文档段落 ▸
============================================================

朴素贝叶斯
条件概率
P(A|B)=P(B|A)*P(A)/P(B)
scikit-learn在sklearn.naive_bayes模块提供三种朴素贝叶斯类:
- 多项贝叶斯
- 二项贝叶斯
- 高斯贝叶斯
示例:预测文本分类
from sklearn.datasets import fetch_20newsgroups
newsgroups_train = fetch_20newsgroups(subset='train', remove=('headers', 'footers', 'quotes'))
newsgroups_test = fetch_20newsgroups(subset='test', remove=('headers', 'footers', 'quotes'))
from sklearn.naive_bayes import BernoulliNB, MultinomialNB
Bernoulli = BernoulliNB(alpha=0.01)
Multinomial = MultinomialNB(alpha=0.01)
from sklearn.feature_extraction.text import HashingVectorizer, TfidfVectorizer
multinomial_hashing_trick = HashingVectorizer(stop_words='english', binary=False, norm=None, non_negative=True)
binary_hashing_trick = HashingVectorizer(stop_words='english', binary=True, norm=None, non_negative=True)
Multinomial.fit(multinomial_hashing_trick.transform(newsgroups_train.data),newsgroups_train.target)
Bernoulli.fit(binary_hashing_trick.transform(newsgroups_train.data),newsgroups_train.target)
from sklearn.metrics import accuracy_score
for m,h in [(Bernoulli,binary_hashing_trick), (Multinomial,multinomial_hashing_trick)]:
print ('Accuracy for %s: %.3f' % (m, accuracy_score(y_true=newsgroups_test.target, y_pred=m.predict(h.transform(newsgroups_test.data)))))
高斯贝叶斯:
from sklearn.datasets import load_boston
boston = load_boston()
from sklearn.naive_bayes import GaussianNB
Gaussian = GaussianNB()
y_ord = pd.cut(boston.target, bins=4, labels=False)
Gaussian.fit(boston.data,y_ord)
print (np.corrcoef(Gaussian.predict(boston.data),boston.target)[0,1])

============================================================

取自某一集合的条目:
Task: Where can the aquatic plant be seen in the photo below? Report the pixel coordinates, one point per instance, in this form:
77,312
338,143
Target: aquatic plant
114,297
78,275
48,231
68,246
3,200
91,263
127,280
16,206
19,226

============================================================

练习题 1 ▸ 用两句话概括这篇关于朴素贝叶斯的文档。
练习题 2 ▸ 原样复述这篇关于朴素贝叶斯的文档中的一段，从含有“scikit-learn在s”的那几个词开始，到“Bernoulli = BernoulliNB(alpha=0.01)”之后停止。

参考答案 1 ▸ 文档给出条件概率公式P(A|B)=P(B|A)*P(A)/P(B)，并指出scikit-learn在sklearn.naive_bayes模块中提供多项、二项和高斯三种朴素贝叶斯类。文中的文本分类示例用BernoulliNB和MultinomialNB配合HashingVectorizer，在20newsgroups数据上训练并计算准确率，另一示例用GaussianNB拟合boston数据，并输出预测值与目标值的相关系数。

参考答案 2 ▸
scikit-learn在sklearn.naive_bayes模块提供三种朴素贝叶斯类:
- 多项贝叶斯
- 二项贝叶斯
- 高斯贝叶斯
示例:预测文本分类
from sklearn.datasets import fetch_20newsgroups
newsgroups_train = fetch_20newsgroups(subset='train', remove=('headers', 'footers', 'quotes'))
newsgroups_test = fetch_20newsgroups(subset='test', remove=('headers', 'footers', 'quotes'))
from sklearn.naive_bayes import BernoulliNB, MultinomialNB
Bernoulli = BernoulliNB(alpha=0.01)